> _What you need to do_:
I'd like every record written out again, exactly as it is.

> _Provided data_:
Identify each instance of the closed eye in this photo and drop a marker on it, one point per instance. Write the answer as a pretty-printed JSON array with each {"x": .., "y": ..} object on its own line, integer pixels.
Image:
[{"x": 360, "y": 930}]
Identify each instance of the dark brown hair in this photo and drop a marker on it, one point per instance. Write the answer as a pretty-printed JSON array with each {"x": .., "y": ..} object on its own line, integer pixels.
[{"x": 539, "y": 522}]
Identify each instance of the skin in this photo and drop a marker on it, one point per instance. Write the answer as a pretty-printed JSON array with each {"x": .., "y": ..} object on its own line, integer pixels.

> _The answer_:
Identify each instance of the closed eye in this photo and drop a marker on it, one point per instance. Write the answer as a pretty-printed JSON array with each {"x": .., "y": ..} object on its own line, integer pixels.
Image:
[{"x": 360, "y": 930}]
Identify each instance of the dark brown hair in this photo and drop a marker on it, one point per instance. Write the answer as a pretty-printed JSON array with each {"x": .., "y": ..} object on its own line, integer pixels.
[{"x": 539, "y": 522}]
Identify each instance of the skin in this photo and drop a marker on it, one point per instance. Write the answer as a pretty-printed JSON array with each {"x": .., "y": ..} object on its own line, integer pixels.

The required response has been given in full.